## 抜粋本文
============================================================
【私の転機】竹島水族館・小林さん(前編):せまい、古い、ペンギンもイルカもいない。なのに「面白い水族館」?

ライター 川内イオ

ペンギンもイルカもいないのに人気の水族館

6月のある平日、愛知県蒲郡(がまごおり)市にある市立水族館「竹島水族館」は、子どもから高齢者まで大勢の来場者で賑わっていた。

ペンギンもイルカもいない、古くて小さな水族館は、一風変わっている。例えば、どこの水族館にもある、水槽の横などに貼られた解説文。なんという種類で、どこどこの海に生息していて……というありきたりな情報ではなく、思わず足を止めて読み込んでしまいそうな内容が記されている。いくつかの魚の解説に貼られている「美味 水族館で見たら食べたくなる」というシールにも惹きつけられる。

「サギフエ 結論から言うと、サギフエは美味しい。漁師さんから死んでしまったサギフエが大量に持ち込まれると、たけすい(竹島水族館のこと)飼育スタッフは、喜んで持ち帰ります」

「ハリセンボン ワタシにウソをつくと針千本飲ませるわよ! あ、1000本も針無いんだった」

一般的な水族館ではあまり脚光を浴びることのない魚、カサゴやウツボの展示もユニークだ。

カサゴの水槽にはホームセンターで売られている穴の開いたコンクリートブロックが積まれていて、ひとつひとつの穴にぐしけん205、わじま206、ガッツ207などとマジックで書かれている。その穴にカサゴが入ると、「ああ、このカサゴは205号室のぐしけんさんなのか」と親しみがわく。
============================================================
## 表示データ
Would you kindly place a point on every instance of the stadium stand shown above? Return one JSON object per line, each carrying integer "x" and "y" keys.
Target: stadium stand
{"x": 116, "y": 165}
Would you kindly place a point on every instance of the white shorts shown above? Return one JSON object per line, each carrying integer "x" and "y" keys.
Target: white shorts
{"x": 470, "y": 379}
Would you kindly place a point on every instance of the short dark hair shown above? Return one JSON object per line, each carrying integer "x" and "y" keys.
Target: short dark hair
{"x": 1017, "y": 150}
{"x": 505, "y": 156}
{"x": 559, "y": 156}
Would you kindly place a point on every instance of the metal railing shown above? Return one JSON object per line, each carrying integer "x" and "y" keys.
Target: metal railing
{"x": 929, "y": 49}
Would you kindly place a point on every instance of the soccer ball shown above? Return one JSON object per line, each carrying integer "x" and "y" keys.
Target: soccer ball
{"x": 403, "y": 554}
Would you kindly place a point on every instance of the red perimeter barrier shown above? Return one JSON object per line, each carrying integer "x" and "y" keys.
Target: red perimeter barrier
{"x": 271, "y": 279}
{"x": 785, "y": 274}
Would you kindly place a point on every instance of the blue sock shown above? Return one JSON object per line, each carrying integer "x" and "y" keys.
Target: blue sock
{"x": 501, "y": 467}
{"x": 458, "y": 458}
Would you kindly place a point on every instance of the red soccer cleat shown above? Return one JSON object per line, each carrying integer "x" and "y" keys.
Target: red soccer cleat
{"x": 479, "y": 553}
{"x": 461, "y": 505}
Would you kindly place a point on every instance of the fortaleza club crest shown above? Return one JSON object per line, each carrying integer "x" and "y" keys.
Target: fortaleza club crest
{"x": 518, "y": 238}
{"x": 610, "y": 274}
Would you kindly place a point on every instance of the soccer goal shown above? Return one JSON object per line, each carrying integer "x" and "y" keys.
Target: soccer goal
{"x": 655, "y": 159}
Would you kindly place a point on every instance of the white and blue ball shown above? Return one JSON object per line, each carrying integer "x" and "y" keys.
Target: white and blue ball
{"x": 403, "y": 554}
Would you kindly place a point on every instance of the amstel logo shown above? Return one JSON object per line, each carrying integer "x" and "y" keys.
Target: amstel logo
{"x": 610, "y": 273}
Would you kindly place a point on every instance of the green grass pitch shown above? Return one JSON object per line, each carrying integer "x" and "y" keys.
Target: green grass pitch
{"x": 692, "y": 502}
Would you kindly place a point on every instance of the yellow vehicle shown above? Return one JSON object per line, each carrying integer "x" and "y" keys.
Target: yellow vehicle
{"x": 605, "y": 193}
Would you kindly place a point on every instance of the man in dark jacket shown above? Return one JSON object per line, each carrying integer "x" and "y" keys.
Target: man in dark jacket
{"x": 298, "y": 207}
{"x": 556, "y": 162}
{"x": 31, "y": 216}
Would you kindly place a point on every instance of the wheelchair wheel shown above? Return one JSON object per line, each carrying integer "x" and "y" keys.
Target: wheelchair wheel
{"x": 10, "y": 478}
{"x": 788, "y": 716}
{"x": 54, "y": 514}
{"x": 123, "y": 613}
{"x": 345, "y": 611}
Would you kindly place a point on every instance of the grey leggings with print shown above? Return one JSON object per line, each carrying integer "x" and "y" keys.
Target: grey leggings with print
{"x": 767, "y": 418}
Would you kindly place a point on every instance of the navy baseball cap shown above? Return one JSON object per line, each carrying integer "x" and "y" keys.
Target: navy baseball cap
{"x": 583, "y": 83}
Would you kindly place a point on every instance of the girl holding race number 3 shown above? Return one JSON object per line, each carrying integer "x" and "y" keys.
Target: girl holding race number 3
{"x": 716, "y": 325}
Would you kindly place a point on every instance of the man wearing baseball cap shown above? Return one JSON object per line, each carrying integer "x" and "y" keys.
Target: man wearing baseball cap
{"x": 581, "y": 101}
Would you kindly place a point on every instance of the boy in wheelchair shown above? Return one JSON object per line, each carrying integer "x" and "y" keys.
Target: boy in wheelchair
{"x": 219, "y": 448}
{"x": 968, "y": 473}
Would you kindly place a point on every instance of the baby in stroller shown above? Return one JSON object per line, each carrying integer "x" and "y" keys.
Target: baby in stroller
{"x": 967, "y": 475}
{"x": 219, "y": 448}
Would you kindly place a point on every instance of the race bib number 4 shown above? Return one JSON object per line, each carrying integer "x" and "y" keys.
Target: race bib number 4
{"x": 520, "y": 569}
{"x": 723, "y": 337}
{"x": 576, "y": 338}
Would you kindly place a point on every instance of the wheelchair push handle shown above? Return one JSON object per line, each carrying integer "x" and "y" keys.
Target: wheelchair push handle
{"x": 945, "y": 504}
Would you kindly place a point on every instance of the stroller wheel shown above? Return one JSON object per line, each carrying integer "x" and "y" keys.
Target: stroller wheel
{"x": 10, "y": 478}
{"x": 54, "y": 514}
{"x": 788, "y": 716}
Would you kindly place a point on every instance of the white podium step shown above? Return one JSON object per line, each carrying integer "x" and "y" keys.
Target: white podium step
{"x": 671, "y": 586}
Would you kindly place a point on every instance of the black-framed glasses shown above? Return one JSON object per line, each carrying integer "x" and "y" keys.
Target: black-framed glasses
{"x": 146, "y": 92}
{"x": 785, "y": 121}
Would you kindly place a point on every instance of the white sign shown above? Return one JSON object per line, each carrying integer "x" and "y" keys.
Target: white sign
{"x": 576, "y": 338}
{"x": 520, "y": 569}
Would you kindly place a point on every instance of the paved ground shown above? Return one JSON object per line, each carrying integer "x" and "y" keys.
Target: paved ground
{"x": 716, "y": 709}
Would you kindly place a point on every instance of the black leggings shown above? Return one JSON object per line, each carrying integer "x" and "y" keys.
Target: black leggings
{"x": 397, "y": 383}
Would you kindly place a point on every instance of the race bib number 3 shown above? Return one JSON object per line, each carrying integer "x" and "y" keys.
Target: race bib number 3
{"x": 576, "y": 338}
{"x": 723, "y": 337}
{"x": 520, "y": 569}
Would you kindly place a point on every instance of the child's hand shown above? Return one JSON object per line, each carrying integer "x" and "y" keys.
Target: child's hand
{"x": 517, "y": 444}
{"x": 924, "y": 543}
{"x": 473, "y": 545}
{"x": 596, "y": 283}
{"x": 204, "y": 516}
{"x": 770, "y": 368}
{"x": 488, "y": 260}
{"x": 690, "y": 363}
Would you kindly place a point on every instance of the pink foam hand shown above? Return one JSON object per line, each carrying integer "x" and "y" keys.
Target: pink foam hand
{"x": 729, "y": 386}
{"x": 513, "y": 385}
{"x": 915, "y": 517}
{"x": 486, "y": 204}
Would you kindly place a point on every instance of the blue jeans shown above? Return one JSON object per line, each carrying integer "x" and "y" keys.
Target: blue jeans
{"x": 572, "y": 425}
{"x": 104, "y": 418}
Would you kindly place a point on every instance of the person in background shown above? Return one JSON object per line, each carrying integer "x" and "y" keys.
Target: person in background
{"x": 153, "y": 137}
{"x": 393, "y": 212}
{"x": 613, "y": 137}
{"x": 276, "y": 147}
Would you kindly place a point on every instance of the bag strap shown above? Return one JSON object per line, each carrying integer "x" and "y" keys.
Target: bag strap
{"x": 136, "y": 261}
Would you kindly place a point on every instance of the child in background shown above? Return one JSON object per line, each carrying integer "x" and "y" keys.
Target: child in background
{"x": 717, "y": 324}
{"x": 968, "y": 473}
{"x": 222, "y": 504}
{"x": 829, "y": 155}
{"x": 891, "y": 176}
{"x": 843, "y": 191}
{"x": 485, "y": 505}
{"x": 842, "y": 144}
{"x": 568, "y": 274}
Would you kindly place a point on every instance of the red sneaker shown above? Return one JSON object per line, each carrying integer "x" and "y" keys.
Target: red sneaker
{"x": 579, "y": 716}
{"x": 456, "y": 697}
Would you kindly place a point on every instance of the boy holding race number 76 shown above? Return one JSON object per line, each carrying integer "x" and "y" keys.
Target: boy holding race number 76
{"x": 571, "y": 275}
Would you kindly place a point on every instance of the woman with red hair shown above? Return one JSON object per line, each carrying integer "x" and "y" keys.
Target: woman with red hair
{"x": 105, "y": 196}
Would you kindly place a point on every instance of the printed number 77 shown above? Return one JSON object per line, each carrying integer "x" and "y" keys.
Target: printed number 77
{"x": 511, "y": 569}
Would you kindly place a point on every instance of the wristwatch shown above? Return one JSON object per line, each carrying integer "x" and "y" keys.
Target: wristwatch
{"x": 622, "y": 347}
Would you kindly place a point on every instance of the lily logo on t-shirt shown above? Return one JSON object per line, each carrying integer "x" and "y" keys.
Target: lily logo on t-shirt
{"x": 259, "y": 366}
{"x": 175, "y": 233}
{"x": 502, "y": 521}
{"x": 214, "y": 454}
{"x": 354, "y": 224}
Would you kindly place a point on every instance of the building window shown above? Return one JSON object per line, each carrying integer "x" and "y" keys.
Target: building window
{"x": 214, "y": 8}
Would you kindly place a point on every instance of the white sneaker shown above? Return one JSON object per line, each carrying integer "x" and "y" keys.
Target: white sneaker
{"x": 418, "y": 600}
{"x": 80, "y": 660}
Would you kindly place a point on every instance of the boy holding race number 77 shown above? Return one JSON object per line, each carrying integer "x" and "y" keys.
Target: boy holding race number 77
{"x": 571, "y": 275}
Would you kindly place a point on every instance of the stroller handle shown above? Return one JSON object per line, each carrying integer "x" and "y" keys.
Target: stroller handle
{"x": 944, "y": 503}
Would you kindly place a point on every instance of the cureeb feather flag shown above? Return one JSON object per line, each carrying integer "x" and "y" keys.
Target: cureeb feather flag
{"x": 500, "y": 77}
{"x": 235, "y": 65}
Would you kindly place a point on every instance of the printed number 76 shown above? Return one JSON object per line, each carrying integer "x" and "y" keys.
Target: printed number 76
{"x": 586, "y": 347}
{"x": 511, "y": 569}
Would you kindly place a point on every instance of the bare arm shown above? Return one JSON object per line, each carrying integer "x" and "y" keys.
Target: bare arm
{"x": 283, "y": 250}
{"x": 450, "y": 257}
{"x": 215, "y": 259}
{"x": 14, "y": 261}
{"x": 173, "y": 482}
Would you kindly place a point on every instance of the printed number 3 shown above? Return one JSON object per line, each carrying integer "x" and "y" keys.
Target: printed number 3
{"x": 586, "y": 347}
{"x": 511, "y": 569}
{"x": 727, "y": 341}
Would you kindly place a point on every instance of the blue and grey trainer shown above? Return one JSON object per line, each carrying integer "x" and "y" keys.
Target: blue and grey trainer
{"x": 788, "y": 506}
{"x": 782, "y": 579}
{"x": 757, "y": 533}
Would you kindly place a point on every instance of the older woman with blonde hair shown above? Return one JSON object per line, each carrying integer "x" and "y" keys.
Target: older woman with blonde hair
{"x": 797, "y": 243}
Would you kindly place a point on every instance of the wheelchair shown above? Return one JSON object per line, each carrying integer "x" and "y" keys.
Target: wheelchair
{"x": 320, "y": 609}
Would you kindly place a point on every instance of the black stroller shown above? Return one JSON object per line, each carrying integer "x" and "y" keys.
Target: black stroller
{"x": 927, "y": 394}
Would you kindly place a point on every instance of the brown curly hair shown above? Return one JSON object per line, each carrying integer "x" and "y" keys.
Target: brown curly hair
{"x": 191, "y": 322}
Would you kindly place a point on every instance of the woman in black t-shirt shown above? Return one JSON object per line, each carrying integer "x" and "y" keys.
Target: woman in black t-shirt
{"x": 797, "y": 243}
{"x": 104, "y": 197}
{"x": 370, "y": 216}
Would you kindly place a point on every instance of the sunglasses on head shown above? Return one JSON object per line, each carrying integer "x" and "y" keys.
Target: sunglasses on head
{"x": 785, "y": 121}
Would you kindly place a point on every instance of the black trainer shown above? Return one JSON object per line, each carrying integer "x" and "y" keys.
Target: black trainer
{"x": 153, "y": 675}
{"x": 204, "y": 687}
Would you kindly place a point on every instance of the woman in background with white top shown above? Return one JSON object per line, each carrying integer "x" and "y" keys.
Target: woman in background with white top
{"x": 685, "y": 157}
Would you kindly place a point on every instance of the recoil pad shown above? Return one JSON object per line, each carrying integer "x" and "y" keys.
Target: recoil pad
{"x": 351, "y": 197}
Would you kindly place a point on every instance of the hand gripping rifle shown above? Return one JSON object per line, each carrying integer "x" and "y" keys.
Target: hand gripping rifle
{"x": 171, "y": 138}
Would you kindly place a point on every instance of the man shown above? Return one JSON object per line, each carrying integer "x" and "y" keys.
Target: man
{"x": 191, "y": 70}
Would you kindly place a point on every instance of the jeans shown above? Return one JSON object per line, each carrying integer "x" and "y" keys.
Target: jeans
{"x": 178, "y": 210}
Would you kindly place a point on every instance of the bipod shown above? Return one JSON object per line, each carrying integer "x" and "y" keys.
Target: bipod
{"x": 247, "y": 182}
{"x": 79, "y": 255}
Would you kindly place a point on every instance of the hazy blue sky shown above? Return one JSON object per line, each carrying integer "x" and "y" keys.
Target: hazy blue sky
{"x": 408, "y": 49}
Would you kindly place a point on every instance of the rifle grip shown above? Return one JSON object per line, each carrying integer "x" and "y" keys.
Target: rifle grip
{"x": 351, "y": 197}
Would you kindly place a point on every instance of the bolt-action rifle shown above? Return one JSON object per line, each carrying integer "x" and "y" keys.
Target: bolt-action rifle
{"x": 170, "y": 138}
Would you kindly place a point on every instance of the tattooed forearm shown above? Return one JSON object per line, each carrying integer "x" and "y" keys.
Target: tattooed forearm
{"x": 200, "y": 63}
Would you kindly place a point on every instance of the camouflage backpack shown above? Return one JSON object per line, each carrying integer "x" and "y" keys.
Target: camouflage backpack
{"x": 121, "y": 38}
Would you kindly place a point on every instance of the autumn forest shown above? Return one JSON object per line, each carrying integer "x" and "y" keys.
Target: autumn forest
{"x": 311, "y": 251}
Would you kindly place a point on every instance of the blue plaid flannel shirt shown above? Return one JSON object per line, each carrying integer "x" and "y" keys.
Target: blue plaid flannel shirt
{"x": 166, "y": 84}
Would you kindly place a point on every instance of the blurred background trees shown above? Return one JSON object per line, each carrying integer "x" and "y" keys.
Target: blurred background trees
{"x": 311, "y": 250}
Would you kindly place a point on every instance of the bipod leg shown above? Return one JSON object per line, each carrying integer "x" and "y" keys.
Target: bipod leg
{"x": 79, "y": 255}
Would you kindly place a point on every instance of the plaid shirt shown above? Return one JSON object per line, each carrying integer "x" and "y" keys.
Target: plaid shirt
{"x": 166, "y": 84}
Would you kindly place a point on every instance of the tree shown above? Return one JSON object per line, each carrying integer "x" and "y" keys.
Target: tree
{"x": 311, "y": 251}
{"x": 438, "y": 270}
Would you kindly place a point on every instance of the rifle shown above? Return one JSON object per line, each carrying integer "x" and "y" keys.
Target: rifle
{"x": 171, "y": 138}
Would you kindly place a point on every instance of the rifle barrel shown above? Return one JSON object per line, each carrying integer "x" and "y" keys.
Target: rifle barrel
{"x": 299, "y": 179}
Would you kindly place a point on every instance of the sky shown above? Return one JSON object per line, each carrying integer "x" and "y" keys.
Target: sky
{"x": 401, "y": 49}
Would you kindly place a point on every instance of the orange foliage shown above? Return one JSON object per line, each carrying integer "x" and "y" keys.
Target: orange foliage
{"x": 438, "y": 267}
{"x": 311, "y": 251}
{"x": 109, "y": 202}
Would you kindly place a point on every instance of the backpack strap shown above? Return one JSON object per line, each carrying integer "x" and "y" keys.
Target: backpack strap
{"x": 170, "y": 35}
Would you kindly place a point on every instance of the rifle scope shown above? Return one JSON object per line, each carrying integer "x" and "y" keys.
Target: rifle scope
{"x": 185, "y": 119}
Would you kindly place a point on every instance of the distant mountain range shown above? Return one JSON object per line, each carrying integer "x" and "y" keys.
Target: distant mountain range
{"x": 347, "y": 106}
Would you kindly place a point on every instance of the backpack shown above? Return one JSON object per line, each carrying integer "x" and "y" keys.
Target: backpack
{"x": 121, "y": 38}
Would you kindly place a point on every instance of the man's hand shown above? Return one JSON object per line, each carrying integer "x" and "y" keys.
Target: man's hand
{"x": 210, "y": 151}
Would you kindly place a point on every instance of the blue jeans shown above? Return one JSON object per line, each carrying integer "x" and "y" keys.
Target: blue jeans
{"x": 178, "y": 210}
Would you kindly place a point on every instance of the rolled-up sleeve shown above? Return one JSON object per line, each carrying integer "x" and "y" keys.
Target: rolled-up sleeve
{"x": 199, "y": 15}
============================================================
## 作業内容
竹島水族館の記事から、「ペンギンもイルカもいない、古」から「やウツボの展示もユニークだ。」までを、両端の語句も含めて一字一句違えずに書き写してください。

## 解答
ペンギンもイルカもいない、古くて小さな水族館は、一風変わっている。例えば、どこの水族館にもある、水槽の横などに貼られた解説文。なんという種類で、どこどこの海に生息していて……というありきたりな情報ではなく、思わず足を止めて読み込んでしまいそうな内容が記されている。いくつかの魚の解説に貼られている「美味 水族館で見たら食べたくなる」というシールにも惹きつけられる。

「サギフエ 結論から言うと、サギフエは美味しい。漁師さんから死んでしまったサギフエが大量に持ち込まれると、たけすい(竹島水族館のこと)飼育スタッフは、喜んで持ち帰ります」

「ハリセンボン ワタシにウソをつくと針千本飲ませるわよ! あ、1000本も針無いんだった」

一般的な水族館ではあまり脚光を浴びることのない魚、カサゴやウツボの展示もユニークだ。